Items listed in a dataset
*** Begin section ***

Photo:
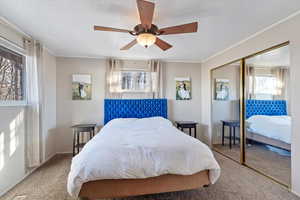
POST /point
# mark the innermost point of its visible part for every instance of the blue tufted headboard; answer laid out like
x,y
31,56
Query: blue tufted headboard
x,y
134,108
265,107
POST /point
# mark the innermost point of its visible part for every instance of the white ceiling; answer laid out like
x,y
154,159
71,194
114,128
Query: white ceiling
x,y
66,26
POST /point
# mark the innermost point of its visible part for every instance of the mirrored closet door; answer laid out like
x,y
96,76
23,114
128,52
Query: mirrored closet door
x,y
225,109
267,113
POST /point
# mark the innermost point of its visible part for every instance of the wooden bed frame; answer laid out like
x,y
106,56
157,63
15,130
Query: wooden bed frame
x,y
268,141
113,188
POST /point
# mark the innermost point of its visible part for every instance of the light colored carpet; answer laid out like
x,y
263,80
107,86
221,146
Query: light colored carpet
x,y
261,158
236,183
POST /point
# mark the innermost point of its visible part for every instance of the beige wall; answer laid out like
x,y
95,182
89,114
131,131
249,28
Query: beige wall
x,y
12,130
225,110
12,148
72,112
49,105
286,31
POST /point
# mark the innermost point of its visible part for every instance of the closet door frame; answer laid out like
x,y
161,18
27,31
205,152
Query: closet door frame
x,y
243,109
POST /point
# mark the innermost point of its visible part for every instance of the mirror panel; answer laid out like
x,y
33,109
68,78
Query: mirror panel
x,y
267,113
225,109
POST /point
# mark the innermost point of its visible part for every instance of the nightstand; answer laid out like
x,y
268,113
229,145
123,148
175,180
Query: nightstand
x,y
187,124
78,133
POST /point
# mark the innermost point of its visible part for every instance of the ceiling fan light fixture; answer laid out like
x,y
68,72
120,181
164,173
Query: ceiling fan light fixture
x,y
146,39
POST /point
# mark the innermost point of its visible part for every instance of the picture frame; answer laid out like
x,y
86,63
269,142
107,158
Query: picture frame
x,y
221,89
81,87
183,88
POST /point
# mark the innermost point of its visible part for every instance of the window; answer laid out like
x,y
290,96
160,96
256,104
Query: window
x,y
12,73
265,87
135,81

*** End section ***

#### [Directions]
Any pictures should be dropped; transcribe the rest of the records above exactly.

#### [Written solution]
Photo:
POST /point
# mark the innermost point of its visible part for every instance of the blue tufted headboard; answer laid out like
x,y
31,56
Query: blue tufted headboard
x,y
134,108
265,107
POST /point
# mark the innermost point of its visible part for every instance of the white ceiling; answer laid out like
x,y
154,159
71,194
114,128
Query: white ceiling
x,y
66,26
POST /point
# mark the innermost point of its visible part for every instance of the mirrored closet door; answer laid out like
x,y
96,76
23,114
128,52
Query: mirrored closet door
x,y
225,109
267,113
POST /point
# mark the innermost point of its visible part for every instance of the wooden bed frame; answer laid out like
x,y
106,56
157,63
15,130
Query: wooden bed frame
x,y
268,141
113,188
POST /point
# mark the innermost point of its visible part for every instance of the light colored carpet; answer laid out like
x,y
263,80
107,86
221,146
Query: light colored carpet
x,y
261,158
236,183
POST /point
# mark the innermost point of its visible part for every instance of the beige wall; answer laid out like
x,y
95,182
89,114
131,131
249,28
Query: beige wall
x,y
12,130
225,110
12,148
72,112
49,105
286,31
POST /point
# mark the innermost point of its visible part for every instance of the closet door frame; answer laid out like
x,y
161,18
27,31
205,152
Query: closet door frame
x,y
243,109
POST /point
# mark the innermost point of its visible part for every instance of the mirror panel; answer laid out like
x,y
33,109
68,78
Query: mirror panel
x,y
267,113
225,109
POST /point
# mark the innermost point of its visible part for every instance of the nightstand; answer laid out like
x,y
268,113
229,145
123,148
175,180
Query: nightstand
x,y
187,124
78,133
POST /point
# mark the innermost point of its visible part for every instance of the ceiling fan light fixture; answer laid out like
x,y
68,72
120,181
164,173
Query: ceiling fan light fixture
x,y
146,39
POST /point
# mark the innermost point of its visible part for every instance of the picture frame; answer laid out like
x,y
86,63
269,142
107,158
Query: picture frame
x,y
221,89
81,87
183,88
POST /point
# mark the innermost point of its visible part for every instance of the window; answer laid out like
x,y
290,96
160,96
256,104
Query: window
x,y
12,73
265,87
135,81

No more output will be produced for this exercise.